***** Okuma Parçası *****

Hayatımızda bazı olaylar vardır, onları yaşarken tam olarak nerede olduğumuzu, ne yaptığımızı ve nasıl bir tepki verdiğimizi çok net hatırlarız.
11 Eylül benim için kesinlikle bu olaylardan bir tanesiydi ve geçtiğimiz yıl Türkiye'de yaşanan darbe girişimi de bir başkası olarak kalacak. Aradan bir yıl geçti ve 15 Temmuz 2016 gecesi nerede olduğumu ve ne yaptığımı hala son derece net bir şekilde hatırlıyorum: İstanbul'da, görevini tamamlamış olan Başkonsolosumuz için verilen veda partisindeydim ve 87 yaşındaki babam, tatil için yanımıza gelmişti. Aslında keyifli bir veda partisi (ve babamı da gördüğüm için sevindirici bir eğlence) olmasını planladığımız etkinliğe, gittikçe artan bir inanamamazlık, korku ve Türkiye'nin geleceği için duyduğumuz son derece derin bir endişe damgasını vurmuştu.
Bir kriz olduğunda, Londra neler olup bittiğine ilişkin bilgi ister ve bu bilgilerin de hızla iletilmesini ister. İlk önce, diğerleri gibi, bizler de Boğaziçi Köprüsü'nde askerlerin ortaya çıkmasını bir terörle mücadele tatbikatı sandık. Ama, bu pek mantıklı gelmiyordu ve
Başbakan Yıldırım bunun demokratik bir şekilde seçilmiş Türk Cumhurbaşkanı'na ve hükümete karşı yapılan bir darbe girişimi olduğunu açıkladığında, gerçeğin ne olduğunu anladık.

*****

Alıştırmalar |
[1] Okuma parçasında "11 Eylül benim için" diye başlayan paragrafı, ana bilgilerini koruyarak daha kısa biçimde yeniden yazın.
[2] Okuma parçasına göre, askerlerin Boğaziçi Köprüsü'nde ortaya çıkması ilk başta ne sanıldı?
[3] Okuma parçasındaki 15 Temmuz gecesi anlatısını son cümleden sonra sürdürün.
Kayıtlar, okuma parçasından bağımsız ayrı bir malzemedir.

***** Listelenen Kayıtlar *****

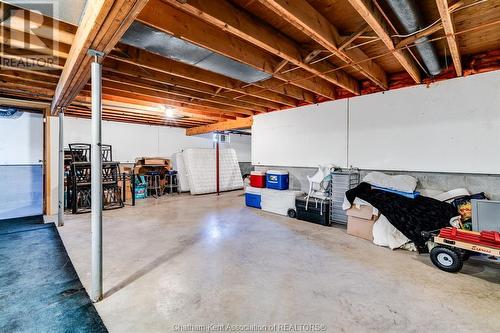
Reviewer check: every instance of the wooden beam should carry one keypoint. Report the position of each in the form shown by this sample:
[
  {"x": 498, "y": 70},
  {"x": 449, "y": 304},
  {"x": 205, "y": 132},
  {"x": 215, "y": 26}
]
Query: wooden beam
[
  {"x": 20, "y": 19},
  {"x": 449, "y": 29},
  {"x": 372, "y": 16},
  {"x": 22, "y": 40},
  {"x": 229, "y": 18},
  {"x": 174, "y": 102},
  {"x": 24, "y": 103},
  {"x": 103, "y": 24},
  {"x": 222, "y": 126},
  {"x": 155, "y": 62},
  {"x": 146, "y": 94},
  {"x": 355, "y": 35},
  {"x": 126, "y": 102},
  {"x": 116, "y": 81},
  {"x": 306, "y": 18}
]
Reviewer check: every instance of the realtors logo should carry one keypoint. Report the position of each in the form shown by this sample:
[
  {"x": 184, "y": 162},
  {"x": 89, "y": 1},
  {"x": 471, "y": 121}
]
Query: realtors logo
[{"x": 29, "y": 36}]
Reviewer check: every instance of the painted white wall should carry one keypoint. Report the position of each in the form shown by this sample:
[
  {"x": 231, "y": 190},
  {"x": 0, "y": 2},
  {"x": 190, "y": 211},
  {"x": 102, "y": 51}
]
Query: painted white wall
[
  {"x": 22, "y": 140},
  {"x": 54, "y": 164},
  {"x": 450, "y": 126},
  {"x": 130, "y": 141},
  {"x": 21, "y": 173},
  {"x": 307, "y": 136}
]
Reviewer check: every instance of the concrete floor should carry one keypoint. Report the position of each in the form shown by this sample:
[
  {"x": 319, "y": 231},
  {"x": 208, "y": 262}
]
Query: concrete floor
[{"x": 210, "y": 260}]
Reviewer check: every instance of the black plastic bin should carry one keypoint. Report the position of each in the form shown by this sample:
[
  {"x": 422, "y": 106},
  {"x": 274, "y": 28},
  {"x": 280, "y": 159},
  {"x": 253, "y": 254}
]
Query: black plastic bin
[{"x": 318, "y": 211}]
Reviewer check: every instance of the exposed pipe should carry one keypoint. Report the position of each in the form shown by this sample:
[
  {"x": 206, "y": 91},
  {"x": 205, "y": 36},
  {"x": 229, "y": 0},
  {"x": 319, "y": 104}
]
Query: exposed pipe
[{"x": 409, "y": 16}]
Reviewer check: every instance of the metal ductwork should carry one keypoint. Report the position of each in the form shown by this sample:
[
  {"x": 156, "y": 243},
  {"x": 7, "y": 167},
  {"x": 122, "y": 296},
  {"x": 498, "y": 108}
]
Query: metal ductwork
[{"x": 409, "y": 16}]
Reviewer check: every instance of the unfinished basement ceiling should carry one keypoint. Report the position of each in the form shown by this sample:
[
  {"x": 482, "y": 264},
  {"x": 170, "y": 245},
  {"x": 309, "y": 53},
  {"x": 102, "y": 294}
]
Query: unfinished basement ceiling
[
  {"x": 150, "y": 39},
  {"x": 69, "y": 11}
]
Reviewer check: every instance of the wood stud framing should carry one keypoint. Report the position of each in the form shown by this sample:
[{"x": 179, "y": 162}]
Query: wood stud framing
[{"x": 444, "y": 12}]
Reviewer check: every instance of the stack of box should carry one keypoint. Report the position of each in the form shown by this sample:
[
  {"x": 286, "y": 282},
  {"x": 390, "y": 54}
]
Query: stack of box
[
  {"x": 269, "y": 191},
  {"x": 253, "y": 192},
  {"x": 360, "y": 221}
]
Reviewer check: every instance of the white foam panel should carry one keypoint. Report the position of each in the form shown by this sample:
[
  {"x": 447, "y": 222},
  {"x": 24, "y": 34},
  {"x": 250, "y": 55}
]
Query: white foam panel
[
  {"x": 180, "y": 167},
  {"x": 201, "y": 173}
]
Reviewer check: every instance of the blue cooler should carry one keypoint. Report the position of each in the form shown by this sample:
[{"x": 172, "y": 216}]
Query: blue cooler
[
  {"x": 277, "y": 179},
  {"x": 252, "y": 196}
]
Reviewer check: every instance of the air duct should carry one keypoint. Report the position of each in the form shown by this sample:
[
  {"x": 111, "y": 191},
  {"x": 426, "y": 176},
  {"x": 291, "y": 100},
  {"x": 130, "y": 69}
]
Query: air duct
[{"x": 409, "y": 16}]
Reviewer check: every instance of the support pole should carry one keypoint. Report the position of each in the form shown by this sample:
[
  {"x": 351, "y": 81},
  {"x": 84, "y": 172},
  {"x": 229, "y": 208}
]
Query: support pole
[
  {"x": 60, "y": 174},
  {"x": 217, "y": 163},
  {"x": 96, "y": 184}
]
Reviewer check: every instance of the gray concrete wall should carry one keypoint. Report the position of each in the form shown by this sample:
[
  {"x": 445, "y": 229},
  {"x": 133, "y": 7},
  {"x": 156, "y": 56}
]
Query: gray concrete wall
[{"x": 475, "y": 183}]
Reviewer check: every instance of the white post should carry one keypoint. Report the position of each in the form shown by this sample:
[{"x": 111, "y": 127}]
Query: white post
[
  {"x": 60, "y": 176},
  {"x": 96, "y": 185}
]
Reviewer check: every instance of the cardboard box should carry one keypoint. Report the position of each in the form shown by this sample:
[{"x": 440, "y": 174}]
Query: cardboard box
[
  {"x": 362, "y": 228},
  {"x": 363, "y": 212}
]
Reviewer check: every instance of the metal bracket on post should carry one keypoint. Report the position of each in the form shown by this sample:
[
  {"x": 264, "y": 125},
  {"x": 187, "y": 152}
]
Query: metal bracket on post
[
  {"x": 60, "y": 176},
  {"x": 95, "y": 53}
]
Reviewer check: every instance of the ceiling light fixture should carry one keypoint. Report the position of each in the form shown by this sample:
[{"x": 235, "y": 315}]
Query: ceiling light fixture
[{"x": 169, "y": 112}]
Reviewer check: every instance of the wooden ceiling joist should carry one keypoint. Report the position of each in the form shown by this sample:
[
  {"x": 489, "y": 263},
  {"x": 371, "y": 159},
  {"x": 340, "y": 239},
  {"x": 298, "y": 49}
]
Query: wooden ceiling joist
[
  {"x": 165, "y": 17},
  {"x": 135, "y": 120},
  {"x": 145, "y": 116},
  {"x": 222, "y": 126},
  {"x": 24, "y": 103},
  {"x": 372, "y": 16},
  {"x": 158, "y": 87},
  {"x": 131, "y": 103},
  {"x": 103, "y": 24},
  {"x": 111, "y": 87},
  {"x": 21, "y": 39},
  {"x": 109, "y": 93},
  {"x": 444, "y": 12},
  {"x": 20, "y": 19},
  {"x": 155, "y": 62},
  {"x": 305, "y": 17}
]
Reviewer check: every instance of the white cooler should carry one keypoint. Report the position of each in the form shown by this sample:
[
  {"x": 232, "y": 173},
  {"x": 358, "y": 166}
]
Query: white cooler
[{"x": 278, "y": 201}]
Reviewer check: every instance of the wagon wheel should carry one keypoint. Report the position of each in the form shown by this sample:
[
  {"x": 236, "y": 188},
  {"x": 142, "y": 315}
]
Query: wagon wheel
[{"x": 446, "y": 259}]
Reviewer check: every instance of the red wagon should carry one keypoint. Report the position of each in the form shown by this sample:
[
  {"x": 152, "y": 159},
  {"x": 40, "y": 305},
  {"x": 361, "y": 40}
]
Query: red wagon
[{"x": 454, "y": 246}]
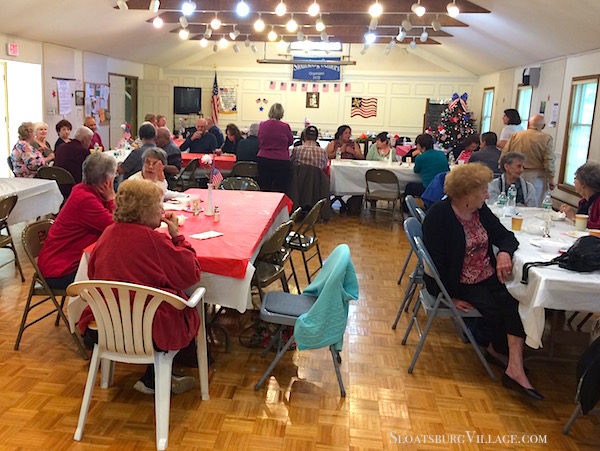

*****

Yazılı Cevaplar |
[1] Yazar için 11 Eylül gibi, geçen yıl Türkiye'deki darbe girişimi de unutulmayacak olaylardan biridir. 15 Temmuz 2016 gecesi yazar İstanbul'da, görevini tamamlayan Başkonsolos için verilen veda partisindeydi. 87 yaşındaki babası da tatil için yanına gelmişti. Keyifli geçmesi planlanan bu etkinliğe giderek artan bir inanamama hâli, korku ve Türkiye'nin geleceğine dair derin bir endişe damgasını vurdu.

[2] Bir terörle mücadele tatbikatı sanıldı.

[3]
Birleşik Krallık'ın Türkiye'ye tam bir destek vereceğine dair tek bir kuşkumuz olmadı. Başbakanımız Theresa May ve Dışişleri Bakanımız Boris Johnson, bu olaydan sadece bir kaç gün önce göreve başlamış olmasına rağmen bana Cumhurbaşkanı Erdoğan'ı desteğimiz konusunda temin etmem yönünde çok net talimatlar verdi. Ayrıca bu dayanışma niyetimizi aktarmak icin, o gece Samsun'da olan Dışişleri Bakanı Mevlüt Çavuşoğlu'na ve Spor Bakanı Çağatay Kılıç'a gece yarısından hemen sonra ulaşma imkanı buldum.
Britanyalı ve Türk personelim, o korkunç geceyi Türk dostlarımızla birlikte yaşadı. Elçiliğimiz, Çankaya'da Başbakanlık Ofisini'n ve Dışişleri Bakanlığı Konutunun hemen yanındaki biliyorsunuz bu iki bina da darbe girişimcilerinin hedefindeydi. Ve hem orada hem de İstanbul'da,
F16'ların ses duvarını aşan patlama sesleri, sessizliği bölüyor ve Londra'daki Bakanlarımızla yaptığımız telefon konuşmalarından bile rahatça duyulabiliyordu. Tüm bunların yanı sıra Marmaris'teki meslektaşlarım bir otelde, Cumhurbaşkanı'nın ailesiyle birlikte kaldığı ve ateşli silahların saldırısına maruz kalan otelin yakınlarındaki bir otelde kalan Britanyalı turistlere göz kulak olmaya çalışıyordu.
O darbeye karşı koyan Türk halkının sıradışı cesaretini daima hatırlayacağım. Aynı şekilde
Cumhurbaşkanı, Başbakan ve diğer
Bakanların liderliğini ve Meclis'te partilerden
aldıkları desteği de... Tabii
ki Meclis'e yapılan saldırı darbecilerin
demokrasiyi ve insan yaşamını hiçe
saymalarının bir sembolü haline geldi. Bunun nasıl bir his olduğunu çok iyi biliyorduk. 1974'te bizim Avam Kamaramız da 1974'te IRA'nın ve 1940'ta Hitler'in saldırısına uğramıştı. Son olarak o gece, özgür bir medyanın ne kadar değerli olduğunu da gördük. Televizyon kanallarının Cumhurbaşkanı'na ulaşmak ve Türk halkını sokaklara çağırmasına imkan sağlamakta gösterdiği başarılı gazetecilik sıradışıydı.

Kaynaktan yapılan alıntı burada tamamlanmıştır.